(RECORDS TO USE):
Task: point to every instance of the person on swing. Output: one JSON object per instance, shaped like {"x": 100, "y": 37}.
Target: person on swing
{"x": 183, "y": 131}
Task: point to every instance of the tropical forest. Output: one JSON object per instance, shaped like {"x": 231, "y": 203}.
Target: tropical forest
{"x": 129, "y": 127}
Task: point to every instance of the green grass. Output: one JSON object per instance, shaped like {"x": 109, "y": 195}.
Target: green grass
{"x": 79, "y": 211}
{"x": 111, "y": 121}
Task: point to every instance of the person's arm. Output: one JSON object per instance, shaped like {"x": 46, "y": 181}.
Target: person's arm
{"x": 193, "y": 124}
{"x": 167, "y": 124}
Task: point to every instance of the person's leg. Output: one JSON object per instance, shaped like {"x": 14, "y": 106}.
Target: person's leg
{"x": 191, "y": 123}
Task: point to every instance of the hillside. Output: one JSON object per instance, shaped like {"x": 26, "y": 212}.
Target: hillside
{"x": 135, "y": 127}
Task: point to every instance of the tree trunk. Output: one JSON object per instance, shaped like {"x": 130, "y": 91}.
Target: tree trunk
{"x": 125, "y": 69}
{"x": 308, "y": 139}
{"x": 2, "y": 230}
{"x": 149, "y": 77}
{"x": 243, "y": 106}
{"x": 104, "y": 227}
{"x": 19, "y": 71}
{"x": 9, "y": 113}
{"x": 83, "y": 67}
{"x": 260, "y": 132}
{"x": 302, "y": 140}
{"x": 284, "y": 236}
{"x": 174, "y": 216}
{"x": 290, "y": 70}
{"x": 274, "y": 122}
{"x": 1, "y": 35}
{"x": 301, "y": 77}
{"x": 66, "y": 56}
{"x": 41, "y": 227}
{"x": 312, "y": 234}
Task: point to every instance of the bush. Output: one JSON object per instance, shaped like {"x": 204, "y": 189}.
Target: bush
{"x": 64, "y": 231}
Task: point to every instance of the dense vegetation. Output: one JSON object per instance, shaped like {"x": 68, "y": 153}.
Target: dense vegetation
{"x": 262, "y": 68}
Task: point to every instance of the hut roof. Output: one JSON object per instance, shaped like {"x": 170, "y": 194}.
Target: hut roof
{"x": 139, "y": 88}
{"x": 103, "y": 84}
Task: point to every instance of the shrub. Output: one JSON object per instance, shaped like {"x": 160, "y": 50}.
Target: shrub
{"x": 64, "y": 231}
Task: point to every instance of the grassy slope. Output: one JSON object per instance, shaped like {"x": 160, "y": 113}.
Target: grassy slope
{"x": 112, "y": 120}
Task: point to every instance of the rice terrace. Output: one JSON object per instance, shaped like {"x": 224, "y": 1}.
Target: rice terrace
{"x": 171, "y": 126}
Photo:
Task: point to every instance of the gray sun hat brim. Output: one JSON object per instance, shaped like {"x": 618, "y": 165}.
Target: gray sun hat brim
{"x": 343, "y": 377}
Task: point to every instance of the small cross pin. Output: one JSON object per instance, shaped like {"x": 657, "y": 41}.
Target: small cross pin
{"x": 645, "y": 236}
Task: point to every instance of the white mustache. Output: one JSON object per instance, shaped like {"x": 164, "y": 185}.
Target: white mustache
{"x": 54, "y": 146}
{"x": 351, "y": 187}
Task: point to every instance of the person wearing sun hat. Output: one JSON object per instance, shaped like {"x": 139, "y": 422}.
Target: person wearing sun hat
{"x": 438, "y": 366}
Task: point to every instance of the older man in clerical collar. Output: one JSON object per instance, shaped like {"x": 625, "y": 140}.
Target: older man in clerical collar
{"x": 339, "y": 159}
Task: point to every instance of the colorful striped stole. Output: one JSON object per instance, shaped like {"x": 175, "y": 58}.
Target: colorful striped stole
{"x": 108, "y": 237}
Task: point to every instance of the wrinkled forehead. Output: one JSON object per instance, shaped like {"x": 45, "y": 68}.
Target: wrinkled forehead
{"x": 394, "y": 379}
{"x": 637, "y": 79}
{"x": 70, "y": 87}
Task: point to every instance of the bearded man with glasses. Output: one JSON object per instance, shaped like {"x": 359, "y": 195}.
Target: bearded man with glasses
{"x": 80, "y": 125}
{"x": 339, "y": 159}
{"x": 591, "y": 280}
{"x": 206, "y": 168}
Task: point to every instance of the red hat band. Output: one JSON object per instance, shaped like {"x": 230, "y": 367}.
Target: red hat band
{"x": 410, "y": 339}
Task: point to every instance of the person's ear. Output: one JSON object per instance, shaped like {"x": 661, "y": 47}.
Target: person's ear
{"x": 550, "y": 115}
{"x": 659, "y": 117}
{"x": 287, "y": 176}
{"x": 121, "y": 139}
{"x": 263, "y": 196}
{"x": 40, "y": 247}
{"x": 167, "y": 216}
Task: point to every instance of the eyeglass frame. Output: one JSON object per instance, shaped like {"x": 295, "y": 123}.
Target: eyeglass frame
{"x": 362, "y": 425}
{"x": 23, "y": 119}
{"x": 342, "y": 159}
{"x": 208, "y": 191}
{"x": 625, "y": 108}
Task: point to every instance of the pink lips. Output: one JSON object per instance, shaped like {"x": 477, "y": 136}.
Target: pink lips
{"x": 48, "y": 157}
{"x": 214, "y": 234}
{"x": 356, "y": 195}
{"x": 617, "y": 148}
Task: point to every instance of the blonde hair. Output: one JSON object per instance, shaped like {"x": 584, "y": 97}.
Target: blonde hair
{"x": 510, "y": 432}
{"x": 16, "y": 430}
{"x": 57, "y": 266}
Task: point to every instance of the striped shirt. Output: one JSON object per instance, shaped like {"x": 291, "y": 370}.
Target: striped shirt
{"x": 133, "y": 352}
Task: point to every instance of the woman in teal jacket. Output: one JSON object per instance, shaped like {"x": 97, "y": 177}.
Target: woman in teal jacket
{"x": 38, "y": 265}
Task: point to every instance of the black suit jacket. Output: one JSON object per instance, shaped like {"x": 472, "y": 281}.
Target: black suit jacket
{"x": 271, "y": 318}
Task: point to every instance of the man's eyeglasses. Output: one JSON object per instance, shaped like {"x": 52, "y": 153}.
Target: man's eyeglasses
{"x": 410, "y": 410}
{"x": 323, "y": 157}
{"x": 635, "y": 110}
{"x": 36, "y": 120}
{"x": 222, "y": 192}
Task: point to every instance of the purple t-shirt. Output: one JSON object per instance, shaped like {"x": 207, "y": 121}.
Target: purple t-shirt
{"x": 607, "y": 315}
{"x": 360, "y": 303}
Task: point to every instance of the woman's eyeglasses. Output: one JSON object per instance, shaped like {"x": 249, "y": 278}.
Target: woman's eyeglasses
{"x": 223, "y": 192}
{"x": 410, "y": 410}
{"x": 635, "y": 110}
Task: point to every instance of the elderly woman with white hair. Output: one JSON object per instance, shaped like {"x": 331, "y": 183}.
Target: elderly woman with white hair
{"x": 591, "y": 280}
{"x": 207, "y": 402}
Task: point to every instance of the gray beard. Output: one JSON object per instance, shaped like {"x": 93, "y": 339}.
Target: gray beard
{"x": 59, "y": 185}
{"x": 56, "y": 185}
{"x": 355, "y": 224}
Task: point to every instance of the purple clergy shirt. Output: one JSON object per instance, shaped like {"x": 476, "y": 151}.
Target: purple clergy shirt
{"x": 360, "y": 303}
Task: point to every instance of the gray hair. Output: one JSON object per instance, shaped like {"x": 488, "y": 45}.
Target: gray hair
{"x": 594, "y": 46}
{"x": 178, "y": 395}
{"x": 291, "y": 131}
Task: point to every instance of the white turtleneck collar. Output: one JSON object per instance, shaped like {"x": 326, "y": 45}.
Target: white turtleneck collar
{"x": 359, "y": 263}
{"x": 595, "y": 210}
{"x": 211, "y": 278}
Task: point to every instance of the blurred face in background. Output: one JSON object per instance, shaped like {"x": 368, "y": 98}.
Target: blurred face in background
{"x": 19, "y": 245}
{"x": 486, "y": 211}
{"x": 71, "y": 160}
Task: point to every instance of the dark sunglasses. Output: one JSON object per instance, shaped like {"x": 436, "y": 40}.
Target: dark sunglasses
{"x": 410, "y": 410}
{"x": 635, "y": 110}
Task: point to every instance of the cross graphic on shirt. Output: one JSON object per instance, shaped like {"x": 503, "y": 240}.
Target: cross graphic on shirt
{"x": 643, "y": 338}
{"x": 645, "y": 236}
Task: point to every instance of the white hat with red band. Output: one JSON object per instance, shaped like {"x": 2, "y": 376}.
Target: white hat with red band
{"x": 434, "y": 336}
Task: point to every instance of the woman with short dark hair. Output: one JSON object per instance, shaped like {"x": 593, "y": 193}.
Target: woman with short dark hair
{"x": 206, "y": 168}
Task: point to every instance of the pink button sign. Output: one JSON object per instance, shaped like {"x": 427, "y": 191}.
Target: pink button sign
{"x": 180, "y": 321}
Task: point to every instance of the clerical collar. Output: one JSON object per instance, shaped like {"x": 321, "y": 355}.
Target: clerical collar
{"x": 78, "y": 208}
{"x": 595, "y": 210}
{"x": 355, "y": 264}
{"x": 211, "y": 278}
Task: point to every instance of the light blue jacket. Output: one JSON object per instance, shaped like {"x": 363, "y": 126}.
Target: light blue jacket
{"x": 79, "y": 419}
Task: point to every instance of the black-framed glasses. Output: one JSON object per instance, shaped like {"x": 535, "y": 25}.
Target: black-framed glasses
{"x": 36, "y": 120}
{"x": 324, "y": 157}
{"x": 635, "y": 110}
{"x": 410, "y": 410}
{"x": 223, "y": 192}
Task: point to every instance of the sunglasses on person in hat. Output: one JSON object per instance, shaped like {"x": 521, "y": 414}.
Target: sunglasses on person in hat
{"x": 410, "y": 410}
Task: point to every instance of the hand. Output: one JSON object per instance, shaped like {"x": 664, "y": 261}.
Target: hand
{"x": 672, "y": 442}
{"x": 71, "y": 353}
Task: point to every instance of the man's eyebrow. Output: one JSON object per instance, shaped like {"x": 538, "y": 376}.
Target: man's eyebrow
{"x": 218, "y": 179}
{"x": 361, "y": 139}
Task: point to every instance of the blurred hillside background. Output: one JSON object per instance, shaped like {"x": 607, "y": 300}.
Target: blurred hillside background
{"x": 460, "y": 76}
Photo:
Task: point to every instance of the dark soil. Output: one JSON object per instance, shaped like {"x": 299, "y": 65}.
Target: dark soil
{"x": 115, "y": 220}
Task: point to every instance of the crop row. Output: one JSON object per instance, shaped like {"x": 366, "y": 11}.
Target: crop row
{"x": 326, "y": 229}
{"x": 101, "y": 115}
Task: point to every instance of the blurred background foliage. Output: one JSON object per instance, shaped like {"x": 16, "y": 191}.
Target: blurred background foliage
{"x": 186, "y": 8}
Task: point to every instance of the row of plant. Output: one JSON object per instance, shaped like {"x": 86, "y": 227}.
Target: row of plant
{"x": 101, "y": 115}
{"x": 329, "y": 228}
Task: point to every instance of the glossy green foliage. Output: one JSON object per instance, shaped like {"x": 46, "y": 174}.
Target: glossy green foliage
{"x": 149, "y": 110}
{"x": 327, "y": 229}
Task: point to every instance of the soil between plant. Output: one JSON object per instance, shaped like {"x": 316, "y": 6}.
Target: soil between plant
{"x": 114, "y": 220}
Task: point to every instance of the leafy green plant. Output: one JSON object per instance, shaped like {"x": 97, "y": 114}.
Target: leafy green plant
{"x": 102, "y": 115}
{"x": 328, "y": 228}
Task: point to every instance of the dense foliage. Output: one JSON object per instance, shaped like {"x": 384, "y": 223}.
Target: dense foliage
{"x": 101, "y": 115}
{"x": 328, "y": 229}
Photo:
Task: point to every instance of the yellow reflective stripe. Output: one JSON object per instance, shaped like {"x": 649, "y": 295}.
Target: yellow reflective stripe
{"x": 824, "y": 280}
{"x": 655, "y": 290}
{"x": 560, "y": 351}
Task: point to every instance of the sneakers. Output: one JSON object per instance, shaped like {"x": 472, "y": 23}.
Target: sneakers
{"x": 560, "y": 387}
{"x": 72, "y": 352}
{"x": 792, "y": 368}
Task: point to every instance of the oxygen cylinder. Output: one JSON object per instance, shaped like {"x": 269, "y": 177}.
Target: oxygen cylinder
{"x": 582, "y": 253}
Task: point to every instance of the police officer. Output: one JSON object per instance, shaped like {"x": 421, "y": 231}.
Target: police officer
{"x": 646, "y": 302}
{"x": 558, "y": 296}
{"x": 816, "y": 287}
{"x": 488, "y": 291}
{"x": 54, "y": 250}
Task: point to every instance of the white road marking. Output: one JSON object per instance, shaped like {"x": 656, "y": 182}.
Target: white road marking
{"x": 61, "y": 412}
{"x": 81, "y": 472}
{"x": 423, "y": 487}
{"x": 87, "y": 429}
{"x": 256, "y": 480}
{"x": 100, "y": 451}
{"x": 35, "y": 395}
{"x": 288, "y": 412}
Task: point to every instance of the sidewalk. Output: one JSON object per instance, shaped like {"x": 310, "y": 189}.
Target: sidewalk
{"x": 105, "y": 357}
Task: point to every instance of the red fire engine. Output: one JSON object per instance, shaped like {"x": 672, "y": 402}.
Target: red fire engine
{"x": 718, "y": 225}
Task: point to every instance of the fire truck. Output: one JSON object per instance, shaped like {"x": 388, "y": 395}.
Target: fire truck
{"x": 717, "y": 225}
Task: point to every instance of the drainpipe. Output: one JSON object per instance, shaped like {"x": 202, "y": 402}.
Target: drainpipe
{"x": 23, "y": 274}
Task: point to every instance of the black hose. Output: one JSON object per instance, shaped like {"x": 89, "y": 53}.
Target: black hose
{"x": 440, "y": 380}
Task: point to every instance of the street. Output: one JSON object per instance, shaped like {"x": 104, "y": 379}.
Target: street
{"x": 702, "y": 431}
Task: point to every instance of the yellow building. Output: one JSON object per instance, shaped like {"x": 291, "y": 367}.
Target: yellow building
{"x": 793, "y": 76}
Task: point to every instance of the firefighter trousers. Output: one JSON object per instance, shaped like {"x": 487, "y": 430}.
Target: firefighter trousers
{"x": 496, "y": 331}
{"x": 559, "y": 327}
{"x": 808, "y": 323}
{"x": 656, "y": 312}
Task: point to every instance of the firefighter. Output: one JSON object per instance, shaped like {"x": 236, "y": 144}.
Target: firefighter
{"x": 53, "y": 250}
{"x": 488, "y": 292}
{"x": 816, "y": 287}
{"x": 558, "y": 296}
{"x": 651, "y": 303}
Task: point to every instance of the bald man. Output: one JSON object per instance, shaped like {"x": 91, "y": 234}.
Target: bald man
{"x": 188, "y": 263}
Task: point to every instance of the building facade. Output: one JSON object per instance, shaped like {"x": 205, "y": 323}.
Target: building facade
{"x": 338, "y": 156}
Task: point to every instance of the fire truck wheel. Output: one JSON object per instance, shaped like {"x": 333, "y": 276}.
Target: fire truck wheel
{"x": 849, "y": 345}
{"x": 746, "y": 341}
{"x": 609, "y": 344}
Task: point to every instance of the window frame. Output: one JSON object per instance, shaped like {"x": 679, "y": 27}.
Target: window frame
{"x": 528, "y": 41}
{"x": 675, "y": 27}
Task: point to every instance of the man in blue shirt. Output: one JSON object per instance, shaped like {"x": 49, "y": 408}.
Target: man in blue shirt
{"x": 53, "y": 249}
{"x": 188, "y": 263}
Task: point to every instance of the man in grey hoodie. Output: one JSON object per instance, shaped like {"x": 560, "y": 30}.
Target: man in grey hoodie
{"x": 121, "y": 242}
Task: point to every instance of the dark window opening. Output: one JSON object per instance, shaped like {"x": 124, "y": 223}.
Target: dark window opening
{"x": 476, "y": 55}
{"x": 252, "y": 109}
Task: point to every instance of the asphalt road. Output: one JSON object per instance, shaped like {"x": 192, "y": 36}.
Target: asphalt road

(EXERCISE PROMPT): Every line from the line containing "Task: point to every instance of the man in blue" to the last line of the material above must be repeated exactly, and no other line.

(RESPONSE TO THE EXERCISE):
Task: point to every instance of the man in blue shirt. Output: one JSON object per instance, shaped like {"x": 49, "y": 408}.
Target: man in blue shirt
{"x": 53, "y": 249}
{"x": 188, "y": 263}
Task: point to every instance of the man in grey hoodie. Output: one JSON object per instance, shaped like {"x": 560, "y": 30}.
Target: man in grey hoodie
{"x": 121, "y": 242}
Task: point to every instance of the dark window opening. Output: one JSON object per instance, shaped like {"x": 124, "y": 223}.
Target: dark window opening
{"x": 476, "y": 55}
{"x": 252, "y": 109}
Task: point to every instance of the asphalt road. Output: one JSON object per instance, shaped like {"x": 192, "y": 36}.
Target: asphalt road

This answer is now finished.